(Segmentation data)

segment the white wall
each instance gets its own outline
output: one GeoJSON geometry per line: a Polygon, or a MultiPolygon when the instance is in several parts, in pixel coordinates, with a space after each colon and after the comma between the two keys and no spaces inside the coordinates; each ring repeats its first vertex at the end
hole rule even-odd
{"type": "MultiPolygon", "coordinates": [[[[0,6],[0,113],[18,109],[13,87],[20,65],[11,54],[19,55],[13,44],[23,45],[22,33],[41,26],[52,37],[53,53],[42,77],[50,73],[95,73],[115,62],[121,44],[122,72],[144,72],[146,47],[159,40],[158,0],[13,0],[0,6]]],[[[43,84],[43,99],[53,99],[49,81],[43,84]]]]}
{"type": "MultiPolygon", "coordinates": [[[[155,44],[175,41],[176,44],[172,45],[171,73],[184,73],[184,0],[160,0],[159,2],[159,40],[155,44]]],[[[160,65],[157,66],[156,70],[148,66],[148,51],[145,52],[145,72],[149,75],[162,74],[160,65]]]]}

● AIM OF THE TASK: Reproduce every line of the records above, word for word.

● WRITTEN ANSWER:
segment the white wall
each instance gets its own outline
output: one GeoJSON geometry per line: a Polygon, or a MultiPolygon when the instance is in several parts, in pixel coordinates, with a space after each colon and after the comma between the two keys and no spaces inside the coordinates; each ring repeats its first vertex at the end
hole rule even-odd
{"type": "MultiPolygon", "coordinates": [[[[0,6],[0,113],[18,109],[13,87],[20,65],[11,54],[19,55],[13,44],[23,45],[22,33],[41,26],[52,37],[53,53],[42,77],[50,73],[95,73],[115,62],[121,44],[122,72],[144,72],[146,47],[159,40],[158,0],[13,0],[0,6]]],[[[43,84],[43,99],[53,99],[49,81],[43,84]]]]}
{"type": "MultiPolygon", "coordinates": [[[[155,44],[175,41],[176,44],[172,45],[171,73],[184,73],[184,0],[160,0],[159,2],[159,40],[155,44]]],[[[160,65],[157,66],[156,70],[148,66],[148,51],[145,52],[145,72],[149,75],[162,74],[160,65]]]]}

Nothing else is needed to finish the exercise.